| EXTRACT PROVIDED |
BEGIN

Since then, a Facebook campaign has started up to picket Union during its peak weekend hours today — the Friday before finals week, where attendance at Union will likely be less than normal, nonetheless.

It's no secret whom the Union sees as its target market: students who like to get freaky on a strobe-lit dance floor while blacking out to the trances of some DJ from California, which instantly makes him famous for some reason.

I can see why Ramos would be upset that she was told to return the dance floor — it's likely she wanted to escape that breeding ground of bad decisions (literally — don't act as if you haven't heard the stories), but beyond that reason, this whole thing baffles me.

There's the age-old saying that the customer is always right. Well, if you have ever worked a job that requires you to interact with customers on a personal level you would know the customer is wrong. A lot. And in the case of Ramos, she couldn't be making a bigger mountain of the sweaty, smelly, and sticky molehill that is the Union.

Think about how many times this happens in New York City or Chicago or Los Angeles or Miami or London or Barcelona or every other major city on the planet that has a bumping nightlife. People that aren't the best looking are often denied from even entering a nightclub. Where's their Facebook campaign?

I can't help but think of the scene from Knocked Up in which two women are denied entrance to a nightclub because one is pregnant and the other is too old. The doorman says it's not up to him who gets in and who doesn't, even saying that he can only let in a limited number of black people. Such discrimination is illegal; weight discrimination is not.

From one plus-sized individual to another, I can tell you that certain establishments do this for a reason: Nobody wants to see my sweaty love handles grooving near them on the dance floor, and I respect that wish. You're welcome, everyone.

END

| WRITTEN TASKS |
[A] In the column about the Union dance floor, which movie does the writer recall a nightclub scene from?
[B] Rewrite the column about the Union dance floor from "I can't help" to "discrimination is not.", changing "doorman" to "bouncer".

| DATA SHOWN |
BEGIN

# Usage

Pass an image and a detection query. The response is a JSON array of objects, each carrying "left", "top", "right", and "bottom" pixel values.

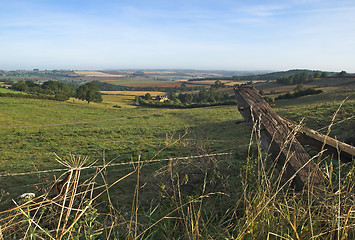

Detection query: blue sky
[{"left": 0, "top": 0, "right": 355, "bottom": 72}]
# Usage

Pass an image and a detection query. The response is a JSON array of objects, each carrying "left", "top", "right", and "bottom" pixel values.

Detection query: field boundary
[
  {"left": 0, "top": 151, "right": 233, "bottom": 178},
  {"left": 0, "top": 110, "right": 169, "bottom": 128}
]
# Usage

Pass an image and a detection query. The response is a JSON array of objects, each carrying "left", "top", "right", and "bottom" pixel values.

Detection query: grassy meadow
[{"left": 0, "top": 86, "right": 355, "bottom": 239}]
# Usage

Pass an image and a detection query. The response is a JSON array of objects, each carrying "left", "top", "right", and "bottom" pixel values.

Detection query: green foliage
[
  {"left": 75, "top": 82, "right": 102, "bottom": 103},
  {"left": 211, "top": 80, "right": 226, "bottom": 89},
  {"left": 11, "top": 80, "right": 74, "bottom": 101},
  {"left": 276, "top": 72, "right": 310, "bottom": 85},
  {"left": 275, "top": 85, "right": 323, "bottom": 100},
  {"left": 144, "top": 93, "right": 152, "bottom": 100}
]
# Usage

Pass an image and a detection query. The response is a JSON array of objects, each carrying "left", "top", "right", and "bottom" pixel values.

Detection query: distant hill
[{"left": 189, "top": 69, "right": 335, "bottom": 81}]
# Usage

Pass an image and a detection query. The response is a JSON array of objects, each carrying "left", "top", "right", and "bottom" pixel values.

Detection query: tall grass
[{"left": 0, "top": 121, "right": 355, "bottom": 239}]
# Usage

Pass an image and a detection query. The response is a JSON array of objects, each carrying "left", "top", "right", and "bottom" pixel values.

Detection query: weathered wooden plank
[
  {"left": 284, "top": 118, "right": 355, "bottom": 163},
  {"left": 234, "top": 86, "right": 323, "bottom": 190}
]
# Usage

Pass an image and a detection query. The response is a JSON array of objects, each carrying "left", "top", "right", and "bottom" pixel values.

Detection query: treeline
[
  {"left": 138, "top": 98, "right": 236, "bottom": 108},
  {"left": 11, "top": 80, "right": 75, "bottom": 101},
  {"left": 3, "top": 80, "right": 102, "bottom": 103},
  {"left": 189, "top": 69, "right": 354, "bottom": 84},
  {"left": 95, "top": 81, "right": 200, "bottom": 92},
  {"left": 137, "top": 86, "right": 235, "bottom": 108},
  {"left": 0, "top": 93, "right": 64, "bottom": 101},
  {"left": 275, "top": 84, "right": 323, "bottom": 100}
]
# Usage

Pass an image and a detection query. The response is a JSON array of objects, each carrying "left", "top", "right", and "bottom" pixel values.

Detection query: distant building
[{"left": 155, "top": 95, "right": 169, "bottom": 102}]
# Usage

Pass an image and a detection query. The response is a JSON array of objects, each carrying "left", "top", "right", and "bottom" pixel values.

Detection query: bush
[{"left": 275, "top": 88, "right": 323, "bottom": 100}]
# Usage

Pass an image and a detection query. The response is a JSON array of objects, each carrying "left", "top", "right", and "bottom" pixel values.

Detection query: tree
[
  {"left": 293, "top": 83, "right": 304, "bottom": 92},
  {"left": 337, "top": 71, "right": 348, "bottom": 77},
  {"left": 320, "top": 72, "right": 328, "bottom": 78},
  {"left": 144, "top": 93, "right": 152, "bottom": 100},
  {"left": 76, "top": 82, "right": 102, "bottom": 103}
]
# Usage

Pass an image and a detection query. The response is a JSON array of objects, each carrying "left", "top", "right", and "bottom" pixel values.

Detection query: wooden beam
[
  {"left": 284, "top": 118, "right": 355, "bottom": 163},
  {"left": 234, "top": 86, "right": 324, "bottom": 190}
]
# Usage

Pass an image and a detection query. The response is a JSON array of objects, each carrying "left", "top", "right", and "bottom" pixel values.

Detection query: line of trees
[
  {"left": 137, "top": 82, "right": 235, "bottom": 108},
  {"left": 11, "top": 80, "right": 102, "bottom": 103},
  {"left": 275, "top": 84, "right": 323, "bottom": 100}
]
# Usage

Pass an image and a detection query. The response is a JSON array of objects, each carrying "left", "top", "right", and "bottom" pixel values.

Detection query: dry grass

END

| PER-TASK ANSWERS |
[A] Knocked Up

[B]
I can't help but think of the scene from Knocked Up in which two women are denied entrance to a nightclub because one is pregnant and the other is too old. The bouncer says it's not up to him who gets in and who doesn't, even saying that he can only let in a limited number of black people. Such discrimination is illegal; weight discrimination is not.